Exercise description
Copy out the passage below about falling state and local tax burdens, word for word and in full.

Selected text
>> BEGIN

Notes: As a unique state-local entity, DC is not included in rankings, but the figure in parentheses shows where it would rank.

Source: Tax Foundation calculations. Please see Appendices A and B for more information on all data sources and methodology.

States Where the Tax Burden Has Fallen

Once again, Alaska is the extreme example. Before the Trans-Alaska Pipeline system was finished in 1977, taxpayers in Alaska paid 11.0 percent of their income in state and local taxes. By 1980, with oil tax revenue pouring in, Alaska repealed its personal income tax and started sending out checks to residents instead. The tax burden plummeted, and now Alaskans are one of the least taxed with a burden of only 7.0 percent of income. Other states that have seen significant decreases in burdens are described below.

  • North Dakota’s burden has fallen from 11.8 percent to 8.8 percent of income. Its burden was even lower in 2005 at 8.6 percent, but it now ranks 36th.

>> END

Information supplied

>> BEGIN

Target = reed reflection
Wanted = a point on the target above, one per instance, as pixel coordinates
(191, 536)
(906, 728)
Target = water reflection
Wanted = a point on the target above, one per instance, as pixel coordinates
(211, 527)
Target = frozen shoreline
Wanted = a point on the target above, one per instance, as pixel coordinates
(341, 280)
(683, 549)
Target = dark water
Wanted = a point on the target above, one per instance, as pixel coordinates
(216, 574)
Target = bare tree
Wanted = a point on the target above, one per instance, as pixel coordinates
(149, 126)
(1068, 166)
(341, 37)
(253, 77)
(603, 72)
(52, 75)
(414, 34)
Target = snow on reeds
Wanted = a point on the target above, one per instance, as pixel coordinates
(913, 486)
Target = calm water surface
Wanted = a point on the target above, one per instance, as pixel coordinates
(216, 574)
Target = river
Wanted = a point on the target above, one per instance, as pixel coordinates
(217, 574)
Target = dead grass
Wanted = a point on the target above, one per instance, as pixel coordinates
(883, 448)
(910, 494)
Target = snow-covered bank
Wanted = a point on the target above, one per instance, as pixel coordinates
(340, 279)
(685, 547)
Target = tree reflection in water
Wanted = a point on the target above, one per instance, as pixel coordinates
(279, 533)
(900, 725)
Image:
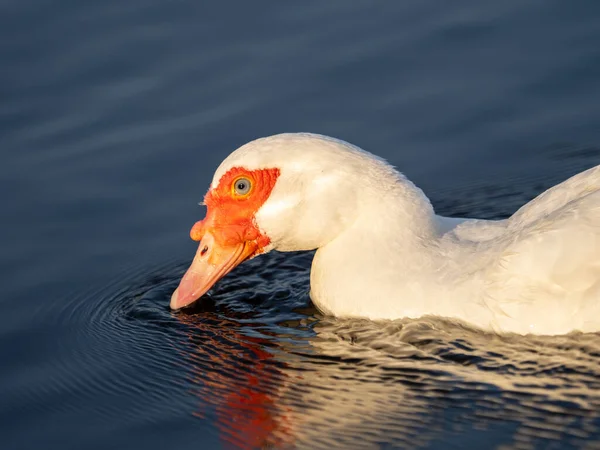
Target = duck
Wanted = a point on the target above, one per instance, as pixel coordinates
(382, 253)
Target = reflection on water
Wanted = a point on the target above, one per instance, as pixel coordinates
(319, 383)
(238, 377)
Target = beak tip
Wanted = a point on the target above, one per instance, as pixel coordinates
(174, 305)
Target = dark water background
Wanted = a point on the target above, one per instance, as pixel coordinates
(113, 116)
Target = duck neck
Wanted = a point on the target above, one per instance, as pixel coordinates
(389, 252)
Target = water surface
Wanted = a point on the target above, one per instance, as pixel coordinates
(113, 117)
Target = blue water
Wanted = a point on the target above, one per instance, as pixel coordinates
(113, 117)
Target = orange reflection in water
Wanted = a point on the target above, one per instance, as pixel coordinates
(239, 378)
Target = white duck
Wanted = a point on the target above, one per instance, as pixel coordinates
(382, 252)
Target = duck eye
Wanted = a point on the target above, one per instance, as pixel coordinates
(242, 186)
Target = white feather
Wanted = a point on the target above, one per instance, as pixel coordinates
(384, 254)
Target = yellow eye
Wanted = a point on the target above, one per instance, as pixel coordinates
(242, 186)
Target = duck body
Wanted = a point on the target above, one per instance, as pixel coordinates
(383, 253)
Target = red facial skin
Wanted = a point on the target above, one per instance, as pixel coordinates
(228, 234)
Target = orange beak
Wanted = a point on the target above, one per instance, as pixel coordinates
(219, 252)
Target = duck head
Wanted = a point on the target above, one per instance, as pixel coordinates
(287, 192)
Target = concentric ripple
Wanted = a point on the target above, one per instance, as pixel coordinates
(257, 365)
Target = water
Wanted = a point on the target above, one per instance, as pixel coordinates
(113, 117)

>> END
>> BEGIN

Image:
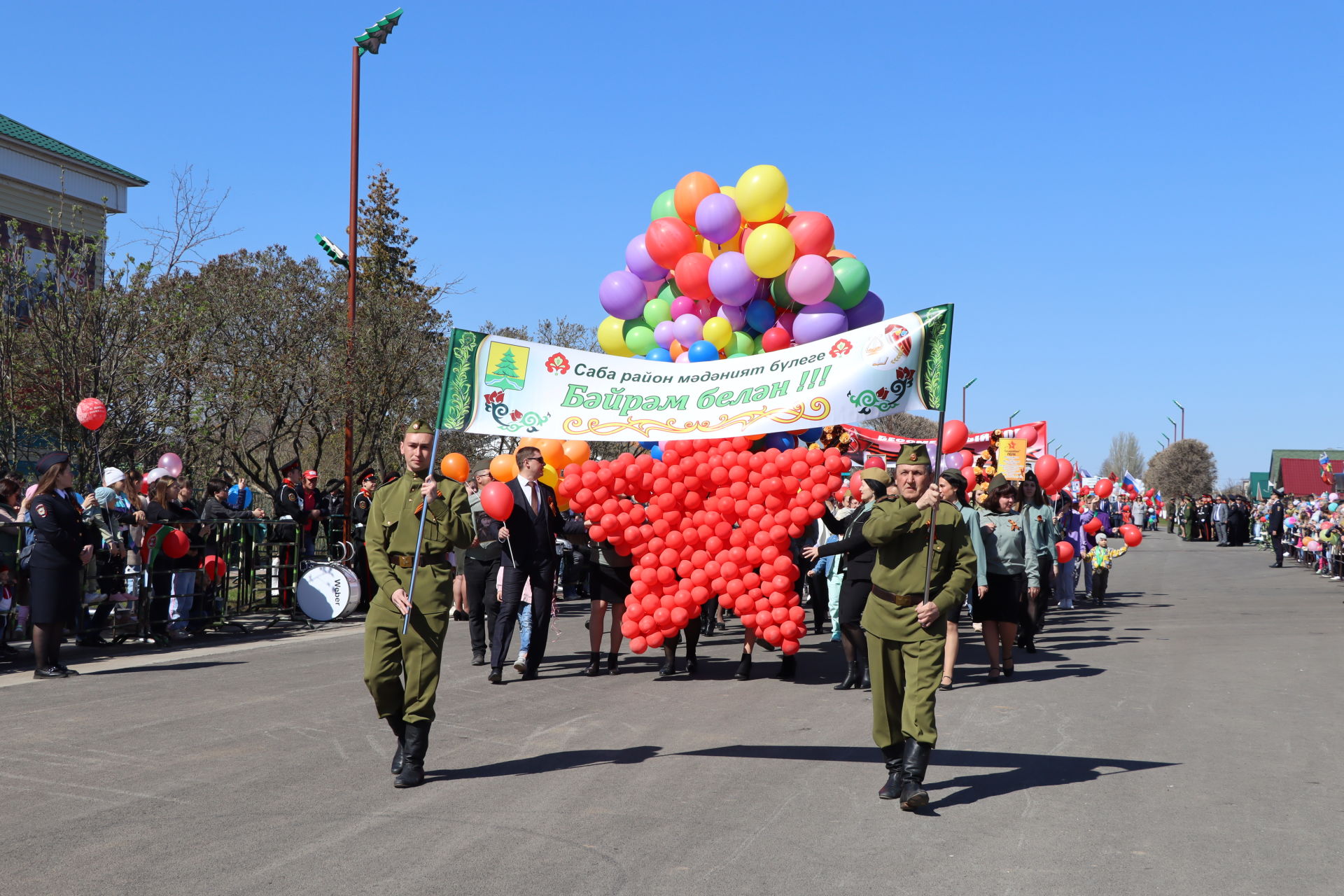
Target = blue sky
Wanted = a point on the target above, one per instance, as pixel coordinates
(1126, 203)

>> END

Expected answer
Notes: As a unique state-local entity, DC is not included in rankings, but the figure in parentheses shows where it would rank.

Source: Tax Foundation calculations. Please see Appendices A and B for more information on all data sources and methodology.

States Where the Tax Burden Has Fallen

Once again, Alaska is the extreme example. Before the Trans-Alaska Pipeline system was finished in 1977, taxpayers in Alaska paid 11.0 percent of their income in state and local taxes. By 1980, with oil tax revenue pouring in, Alaska repealed its personal income tax and started sending out checks to residents instead. The tax burden plummeted, and now Alaskans are one of the least taxed with a burden of only 7.0 percent of income. Other states that have seen significant decreases in burdens are described below.

  • North Dakota’s burden has fallen from 11.8 percent to 8.8 percent of income. Its burden was even lower in 2005 at 8.6 percent, but it now ranks 36th.